That was the point of my post on page 1, if it works, go with it. I have babies all over now yet TDS is like 250, gH is 7 but they're happy. Do I bother doing huge WC's to get to get a low TDS and gH just because some site says, or go with the fact I have more babies now that I've ever had trying to follow the numbers before? I have several gen's of babies in there now, from A grade to some SS/SSS and some golden/snow whites. I'm not sure why my TDS crept up high, but I'm not mucking with it much as my goal is babies living and shrimp breeding, not keeping my gH at 4 or nothing.


----------



## jon021 (May 19, 2009)

hey getochkn, i've tried just letting my tank go and stop stressing over it so much but it didn't work out well, i lost alot of shrimps. I also tried doing the no water changes thing but my shrimps started dying as well. When it all happened I tested for everything even oxygen levels and everything was "good". I feed a variety of quality foods and don't have anything in the tank that could possibly be a source of problems so i was completely lost. Since adding minerals back into my water my shrimps seem to be doing alot better. No deaths and they're a bit more active. I have a berried shrimp so hopefully it'll be able to carry the eggs till maturity. Thanks for your advice and help, i'll try not to mess with the water too much for now


----------



## getochkn (Jul 10, 2011)

jon021 said:


> hey getochkn, i've tried just letting my tank go and stop stressing over it so much but it didn't work out well, i lost alot of shrimps. I also tried doing the no water changes thing but my shrimps started dying as well. When it all happened I tested for everything even oxygen levels and everything was "good". I feed a variety of quality foods and don't have anything in the tank that could possibly be a source of problems so i was completely lost. Since adding minerals back into my water my shrimps seem to be doing alot better. No deaths and they're a bit more active. I have a berried shrimp so hopefully it'll be able to carry the eggs till maturity. Thanks for your advice and help, i'll try not to mess with the water too much for now


They are picky creatures for being so small. lol. I understand though, I went 6 months with berry after berry and not a single baby living with my crystals. Now I just did a count and can count 29 just that I can see, so there is probably lots more hiding and I can see different sizes of them, more berried females, etc, so finally seems to have turned around and I guess its just finding what works for you and keep it going. There doesn't seem to be a magic formula that works 100% of the time. Switching to RO and adding back has helped a lot I think.


----------
+---+
Answer these questions about the shrimp-keeping thread:
1. What TDS reading does the opening post give?
2. In jon021's post, what did the poster add back into the water before the shrimp began doing better?
3. In the July 10, 2011 post, how many babies could getochkn count?
+---+
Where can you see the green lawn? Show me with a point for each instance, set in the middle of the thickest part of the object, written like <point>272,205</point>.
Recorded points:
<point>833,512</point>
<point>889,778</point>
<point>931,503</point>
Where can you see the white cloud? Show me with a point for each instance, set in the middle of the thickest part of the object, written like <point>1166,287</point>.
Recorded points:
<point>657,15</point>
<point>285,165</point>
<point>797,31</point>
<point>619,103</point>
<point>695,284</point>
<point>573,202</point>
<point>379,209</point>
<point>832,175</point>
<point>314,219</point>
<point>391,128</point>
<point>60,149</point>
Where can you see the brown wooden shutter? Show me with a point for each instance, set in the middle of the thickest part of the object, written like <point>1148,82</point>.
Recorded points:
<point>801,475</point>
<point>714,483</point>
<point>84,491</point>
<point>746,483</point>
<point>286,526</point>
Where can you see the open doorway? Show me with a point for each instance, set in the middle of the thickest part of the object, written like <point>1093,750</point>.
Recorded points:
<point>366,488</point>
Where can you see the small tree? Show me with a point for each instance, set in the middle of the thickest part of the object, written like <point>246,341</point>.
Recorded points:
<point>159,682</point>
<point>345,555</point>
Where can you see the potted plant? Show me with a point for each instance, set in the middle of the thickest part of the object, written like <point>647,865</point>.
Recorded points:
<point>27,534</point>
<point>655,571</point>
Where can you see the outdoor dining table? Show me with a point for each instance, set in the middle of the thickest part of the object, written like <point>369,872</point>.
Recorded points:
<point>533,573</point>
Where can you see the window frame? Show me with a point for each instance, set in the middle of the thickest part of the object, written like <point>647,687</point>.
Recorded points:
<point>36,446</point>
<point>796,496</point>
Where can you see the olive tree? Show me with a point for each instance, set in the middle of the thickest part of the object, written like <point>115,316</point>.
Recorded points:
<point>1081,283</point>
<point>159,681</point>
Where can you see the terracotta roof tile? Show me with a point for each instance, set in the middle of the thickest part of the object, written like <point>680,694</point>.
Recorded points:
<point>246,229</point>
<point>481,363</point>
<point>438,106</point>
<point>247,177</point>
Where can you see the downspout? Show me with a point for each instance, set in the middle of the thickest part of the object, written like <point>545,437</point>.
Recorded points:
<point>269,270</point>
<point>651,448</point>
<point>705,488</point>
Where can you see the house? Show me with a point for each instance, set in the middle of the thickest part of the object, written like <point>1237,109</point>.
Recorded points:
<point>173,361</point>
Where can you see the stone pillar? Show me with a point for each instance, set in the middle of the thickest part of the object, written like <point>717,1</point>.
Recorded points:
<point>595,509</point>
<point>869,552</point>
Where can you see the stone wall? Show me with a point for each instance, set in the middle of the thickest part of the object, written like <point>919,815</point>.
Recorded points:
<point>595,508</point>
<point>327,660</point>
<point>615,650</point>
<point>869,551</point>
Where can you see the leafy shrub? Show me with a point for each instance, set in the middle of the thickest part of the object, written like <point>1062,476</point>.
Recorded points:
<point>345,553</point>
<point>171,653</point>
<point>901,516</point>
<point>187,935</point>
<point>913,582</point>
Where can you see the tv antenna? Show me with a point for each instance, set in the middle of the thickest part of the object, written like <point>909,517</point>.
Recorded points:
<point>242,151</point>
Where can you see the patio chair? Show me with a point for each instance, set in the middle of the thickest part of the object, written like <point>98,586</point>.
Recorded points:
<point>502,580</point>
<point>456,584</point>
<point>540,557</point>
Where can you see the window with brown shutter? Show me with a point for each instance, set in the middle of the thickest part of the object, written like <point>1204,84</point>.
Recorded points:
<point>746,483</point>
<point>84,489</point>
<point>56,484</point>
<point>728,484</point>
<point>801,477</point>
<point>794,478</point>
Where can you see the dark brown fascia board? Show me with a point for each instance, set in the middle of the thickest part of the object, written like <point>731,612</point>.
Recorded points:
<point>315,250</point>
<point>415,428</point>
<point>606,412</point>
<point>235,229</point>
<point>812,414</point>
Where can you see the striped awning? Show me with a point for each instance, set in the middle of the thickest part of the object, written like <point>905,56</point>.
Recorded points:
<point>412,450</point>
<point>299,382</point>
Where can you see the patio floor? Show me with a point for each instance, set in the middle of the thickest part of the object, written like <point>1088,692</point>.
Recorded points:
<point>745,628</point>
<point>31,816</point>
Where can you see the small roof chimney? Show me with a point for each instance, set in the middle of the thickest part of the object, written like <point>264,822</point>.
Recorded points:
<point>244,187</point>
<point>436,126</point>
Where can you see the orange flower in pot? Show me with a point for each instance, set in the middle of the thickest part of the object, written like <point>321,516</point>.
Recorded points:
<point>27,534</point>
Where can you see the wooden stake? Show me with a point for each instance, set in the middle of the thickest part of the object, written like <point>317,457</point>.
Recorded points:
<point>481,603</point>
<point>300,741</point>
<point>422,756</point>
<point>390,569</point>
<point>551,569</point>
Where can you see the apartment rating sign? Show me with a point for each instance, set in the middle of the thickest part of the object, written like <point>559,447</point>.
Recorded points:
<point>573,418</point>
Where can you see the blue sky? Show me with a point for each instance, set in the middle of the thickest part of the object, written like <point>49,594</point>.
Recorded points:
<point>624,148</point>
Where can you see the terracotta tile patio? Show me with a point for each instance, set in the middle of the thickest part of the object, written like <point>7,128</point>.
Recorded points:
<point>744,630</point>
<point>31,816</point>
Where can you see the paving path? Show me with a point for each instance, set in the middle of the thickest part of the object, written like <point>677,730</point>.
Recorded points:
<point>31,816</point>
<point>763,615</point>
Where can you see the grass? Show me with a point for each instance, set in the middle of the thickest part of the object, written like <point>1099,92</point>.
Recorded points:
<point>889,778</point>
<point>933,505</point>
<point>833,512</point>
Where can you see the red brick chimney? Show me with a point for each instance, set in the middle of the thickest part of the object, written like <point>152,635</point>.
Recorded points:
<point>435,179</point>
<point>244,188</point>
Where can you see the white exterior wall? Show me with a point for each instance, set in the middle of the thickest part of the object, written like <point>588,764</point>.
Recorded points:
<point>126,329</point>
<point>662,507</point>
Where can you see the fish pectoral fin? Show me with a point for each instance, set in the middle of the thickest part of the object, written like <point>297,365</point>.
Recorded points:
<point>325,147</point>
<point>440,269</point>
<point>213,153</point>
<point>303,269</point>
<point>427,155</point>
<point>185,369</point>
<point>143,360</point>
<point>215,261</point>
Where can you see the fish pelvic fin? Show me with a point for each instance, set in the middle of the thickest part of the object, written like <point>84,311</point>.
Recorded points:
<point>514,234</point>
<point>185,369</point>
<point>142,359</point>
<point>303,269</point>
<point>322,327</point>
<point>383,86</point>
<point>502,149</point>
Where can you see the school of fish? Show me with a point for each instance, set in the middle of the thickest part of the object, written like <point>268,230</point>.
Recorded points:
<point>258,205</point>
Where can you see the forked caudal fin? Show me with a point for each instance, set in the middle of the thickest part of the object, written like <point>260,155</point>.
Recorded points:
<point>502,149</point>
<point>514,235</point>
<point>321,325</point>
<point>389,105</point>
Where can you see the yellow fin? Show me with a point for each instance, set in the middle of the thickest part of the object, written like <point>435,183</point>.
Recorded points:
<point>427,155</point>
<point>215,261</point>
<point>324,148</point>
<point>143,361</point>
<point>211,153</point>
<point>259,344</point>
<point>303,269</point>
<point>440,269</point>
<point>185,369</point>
+---+
Output for this task:
1. About 250.
2. Minerals.
3. 29.